-- Extract to read --
On October 5, 2010, the Company acquired PHH Preferred Mortgage, a mortgage broker in the residential market. The entity was acquired from Coldwell Banker Preferred, an unrelated third party, and PHH Broker Partner Corporation, a subsidiary of PHH Mortgage. The Company paid $2.3 million associated with the acquisition, with $1.9 million paid to Coldwell Banker Preferred and $0.4 million paid to PHH Broker Partner.
Agreement with PHH Corporation
The Company has entered into a Subordinated Intercompany Line of Credit agreement with PHH Corporation with $100 million capacity. This indebtedness is unsecured and is subordinate to the asset-backed debt facilities. The Company and PHH entered into the subordinated financing to increase the Company’s borrowing capacity to fund MLHS and support the tangible net worth requirements of the asset-backed debt facilities.
As of December 31, 2010, the Company has no debt outstanding, and $0.5 million of interest payable under the Subordinated Intercompany Line of Credit.

-- Dataset records --

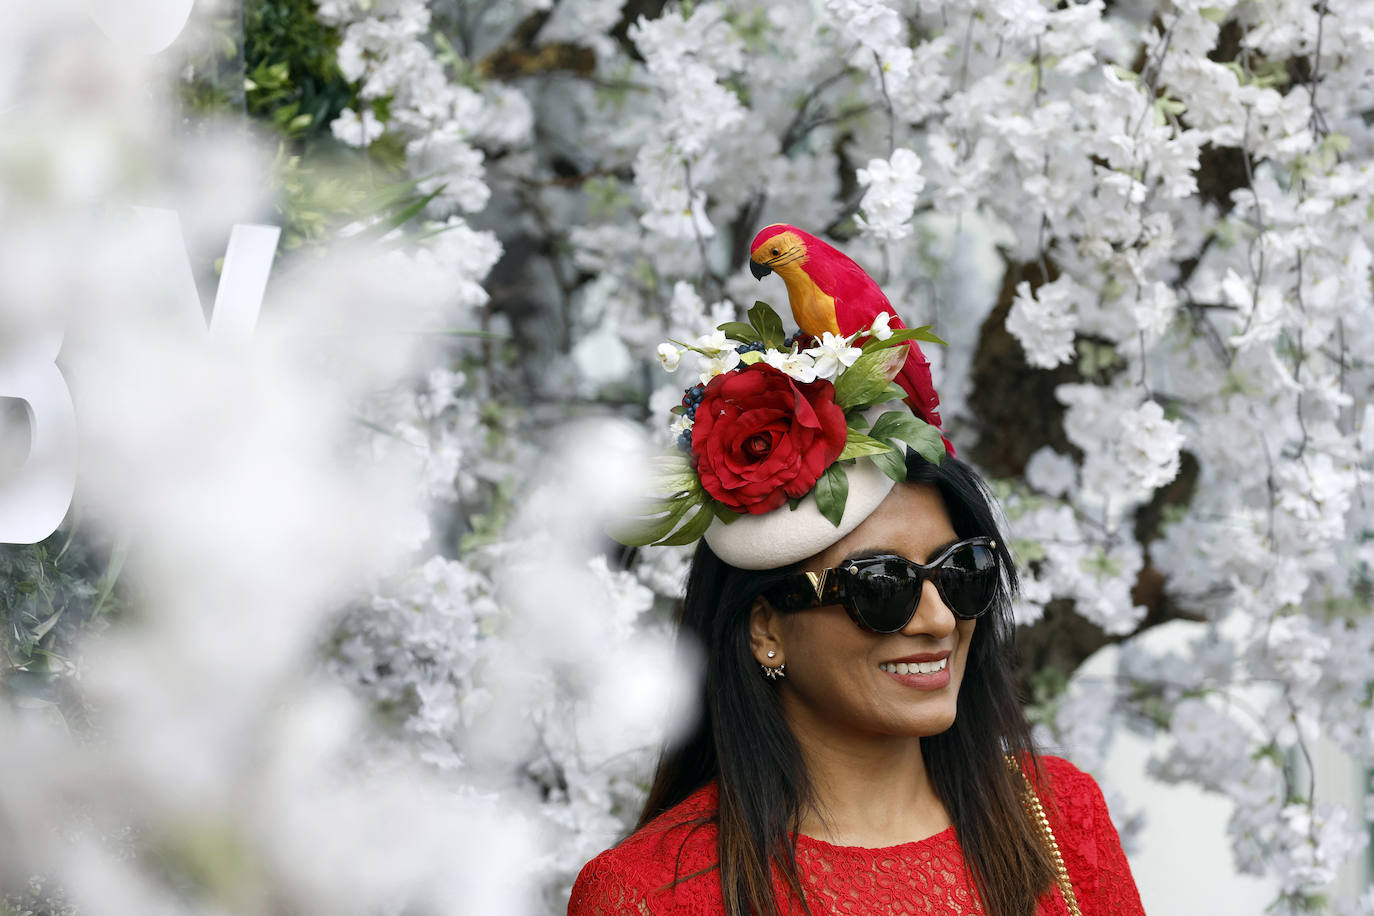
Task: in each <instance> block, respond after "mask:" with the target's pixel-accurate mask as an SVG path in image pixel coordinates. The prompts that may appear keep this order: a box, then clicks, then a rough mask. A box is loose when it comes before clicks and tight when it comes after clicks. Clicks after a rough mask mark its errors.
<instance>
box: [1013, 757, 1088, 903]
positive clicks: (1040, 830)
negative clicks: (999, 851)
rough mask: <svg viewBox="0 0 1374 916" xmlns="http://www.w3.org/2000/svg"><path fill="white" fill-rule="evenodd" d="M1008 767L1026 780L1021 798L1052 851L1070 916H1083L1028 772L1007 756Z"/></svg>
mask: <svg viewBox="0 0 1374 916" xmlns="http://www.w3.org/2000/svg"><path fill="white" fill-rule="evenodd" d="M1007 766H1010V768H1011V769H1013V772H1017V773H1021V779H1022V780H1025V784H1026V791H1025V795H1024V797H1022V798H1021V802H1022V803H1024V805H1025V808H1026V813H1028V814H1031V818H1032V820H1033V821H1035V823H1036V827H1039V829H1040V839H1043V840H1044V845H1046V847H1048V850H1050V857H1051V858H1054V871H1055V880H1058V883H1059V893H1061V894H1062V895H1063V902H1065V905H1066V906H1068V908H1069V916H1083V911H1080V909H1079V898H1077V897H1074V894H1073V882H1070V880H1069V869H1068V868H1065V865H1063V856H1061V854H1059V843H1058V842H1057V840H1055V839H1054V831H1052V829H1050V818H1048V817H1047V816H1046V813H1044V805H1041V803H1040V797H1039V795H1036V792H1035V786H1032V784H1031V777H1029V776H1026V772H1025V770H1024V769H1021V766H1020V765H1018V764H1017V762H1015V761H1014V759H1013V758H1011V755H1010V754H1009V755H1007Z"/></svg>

--

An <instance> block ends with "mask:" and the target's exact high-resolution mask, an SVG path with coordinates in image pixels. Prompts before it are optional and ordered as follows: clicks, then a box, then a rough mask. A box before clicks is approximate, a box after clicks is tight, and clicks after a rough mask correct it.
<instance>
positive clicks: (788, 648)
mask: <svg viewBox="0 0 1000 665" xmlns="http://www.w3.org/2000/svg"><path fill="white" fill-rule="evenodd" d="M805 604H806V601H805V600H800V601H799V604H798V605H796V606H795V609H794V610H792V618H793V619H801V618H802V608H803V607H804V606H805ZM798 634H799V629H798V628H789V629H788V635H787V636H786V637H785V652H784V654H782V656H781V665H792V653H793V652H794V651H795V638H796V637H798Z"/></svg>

---

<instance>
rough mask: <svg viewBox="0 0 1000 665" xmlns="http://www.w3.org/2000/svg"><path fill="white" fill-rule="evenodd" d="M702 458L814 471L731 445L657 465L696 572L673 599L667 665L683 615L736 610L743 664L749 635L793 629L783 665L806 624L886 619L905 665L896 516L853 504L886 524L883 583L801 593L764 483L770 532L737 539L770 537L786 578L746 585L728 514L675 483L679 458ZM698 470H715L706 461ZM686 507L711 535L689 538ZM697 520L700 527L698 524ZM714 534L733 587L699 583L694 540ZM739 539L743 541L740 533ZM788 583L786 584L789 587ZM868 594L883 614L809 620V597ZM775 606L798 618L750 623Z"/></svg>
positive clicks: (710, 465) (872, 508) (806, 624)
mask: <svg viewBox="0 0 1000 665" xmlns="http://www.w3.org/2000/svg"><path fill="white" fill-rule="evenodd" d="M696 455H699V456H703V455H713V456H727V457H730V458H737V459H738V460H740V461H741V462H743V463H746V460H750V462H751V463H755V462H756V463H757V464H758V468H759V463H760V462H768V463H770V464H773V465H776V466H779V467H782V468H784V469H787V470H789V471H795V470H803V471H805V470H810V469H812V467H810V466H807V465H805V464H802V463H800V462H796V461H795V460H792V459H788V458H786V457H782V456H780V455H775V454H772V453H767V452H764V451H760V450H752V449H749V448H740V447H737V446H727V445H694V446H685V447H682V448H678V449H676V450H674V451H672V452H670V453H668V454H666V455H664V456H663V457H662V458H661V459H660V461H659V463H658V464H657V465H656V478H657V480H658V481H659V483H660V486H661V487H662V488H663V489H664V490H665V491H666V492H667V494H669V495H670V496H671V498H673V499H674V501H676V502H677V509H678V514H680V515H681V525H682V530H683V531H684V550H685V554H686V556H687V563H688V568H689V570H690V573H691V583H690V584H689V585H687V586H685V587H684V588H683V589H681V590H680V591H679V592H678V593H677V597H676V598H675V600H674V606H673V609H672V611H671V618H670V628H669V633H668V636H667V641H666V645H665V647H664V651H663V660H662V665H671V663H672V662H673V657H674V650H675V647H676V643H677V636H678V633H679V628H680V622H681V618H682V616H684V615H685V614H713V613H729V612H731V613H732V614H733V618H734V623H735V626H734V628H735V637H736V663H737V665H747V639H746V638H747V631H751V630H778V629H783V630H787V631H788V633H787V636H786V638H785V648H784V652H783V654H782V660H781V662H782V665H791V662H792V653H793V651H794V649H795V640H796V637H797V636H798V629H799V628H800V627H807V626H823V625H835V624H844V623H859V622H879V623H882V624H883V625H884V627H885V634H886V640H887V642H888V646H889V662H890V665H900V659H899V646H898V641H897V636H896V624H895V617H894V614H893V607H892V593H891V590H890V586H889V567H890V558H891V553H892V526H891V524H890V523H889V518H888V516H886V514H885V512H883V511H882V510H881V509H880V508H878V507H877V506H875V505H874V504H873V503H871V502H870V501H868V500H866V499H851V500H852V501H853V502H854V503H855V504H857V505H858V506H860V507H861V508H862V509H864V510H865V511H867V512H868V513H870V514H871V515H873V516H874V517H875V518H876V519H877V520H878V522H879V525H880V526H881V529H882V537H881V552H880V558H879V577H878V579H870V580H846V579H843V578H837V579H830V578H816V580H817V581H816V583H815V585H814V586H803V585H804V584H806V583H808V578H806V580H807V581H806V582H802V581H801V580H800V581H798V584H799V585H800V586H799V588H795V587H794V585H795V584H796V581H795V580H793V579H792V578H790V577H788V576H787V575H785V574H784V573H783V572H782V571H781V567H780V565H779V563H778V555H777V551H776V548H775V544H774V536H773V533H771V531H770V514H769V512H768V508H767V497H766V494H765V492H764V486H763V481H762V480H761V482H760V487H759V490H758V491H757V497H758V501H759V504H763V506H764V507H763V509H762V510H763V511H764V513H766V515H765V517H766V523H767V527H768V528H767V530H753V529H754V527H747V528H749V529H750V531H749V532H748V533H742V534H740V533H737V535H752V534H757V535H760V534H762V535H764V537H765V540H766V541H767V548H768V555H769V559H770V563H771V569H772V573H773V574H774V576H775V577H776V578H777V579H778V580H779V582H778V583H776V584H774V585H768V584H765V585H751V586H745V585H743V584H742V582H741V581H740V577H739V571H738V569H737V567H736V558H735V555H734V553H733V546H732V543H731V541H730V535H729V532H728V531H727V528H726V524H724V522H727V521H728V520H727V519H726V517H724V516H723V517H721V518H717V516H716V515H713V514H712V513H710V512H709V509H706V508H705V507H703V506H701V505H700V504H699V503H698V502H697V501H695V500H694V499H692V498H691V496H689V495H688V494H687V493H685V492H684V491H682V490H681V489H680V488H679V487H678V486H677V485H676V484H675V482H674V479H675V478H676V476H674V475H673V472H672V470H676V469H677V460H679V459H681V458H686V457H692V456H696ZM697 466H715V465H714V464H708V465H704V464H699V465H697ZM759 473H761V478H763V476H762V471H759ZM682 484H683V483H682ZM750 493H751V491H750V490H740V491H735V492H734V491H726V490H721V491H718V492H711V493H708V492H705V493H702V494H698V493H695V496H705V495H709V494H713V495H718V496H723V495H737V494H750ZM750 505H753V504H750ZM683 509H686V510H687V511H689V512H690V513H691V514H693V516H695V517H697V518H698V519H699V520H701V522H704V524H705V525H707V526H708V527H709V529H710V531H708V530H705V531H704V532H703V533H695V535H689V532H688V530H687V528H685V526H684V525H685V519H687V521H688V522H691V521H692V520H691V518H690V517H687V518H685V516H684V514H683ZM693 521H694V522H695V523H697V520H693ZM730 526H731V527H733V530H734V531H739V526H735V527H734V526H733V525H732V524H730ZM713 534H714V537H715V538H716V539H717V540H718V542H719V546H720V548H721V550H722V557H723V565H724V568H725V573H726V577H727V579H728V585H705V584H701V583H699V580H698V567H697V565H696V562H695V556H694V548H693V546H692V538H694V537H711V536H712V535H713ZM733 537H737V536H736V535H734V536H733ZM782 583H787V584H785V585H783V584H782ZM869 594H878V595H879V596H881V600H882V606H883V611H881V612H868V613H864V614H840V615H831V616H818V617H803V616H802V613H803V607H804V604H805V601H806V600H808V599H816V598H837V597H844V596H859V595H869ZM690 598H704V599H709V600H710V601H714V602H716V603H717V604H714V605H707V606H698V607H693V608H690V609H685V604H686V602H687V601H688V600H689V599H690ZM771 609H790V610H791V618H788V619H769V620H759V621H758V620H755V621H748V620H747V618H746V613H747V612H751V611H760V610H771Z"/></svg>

-- Work instruction --
List every dollar amount that appears in the extract on the PHH Preferred Mortgage acquisition and the intercompany credit line, in the order in which each first occurs.

-- Response --
$2.3 million, $1.9 million, $0.4 million, $100 million, $0.5 million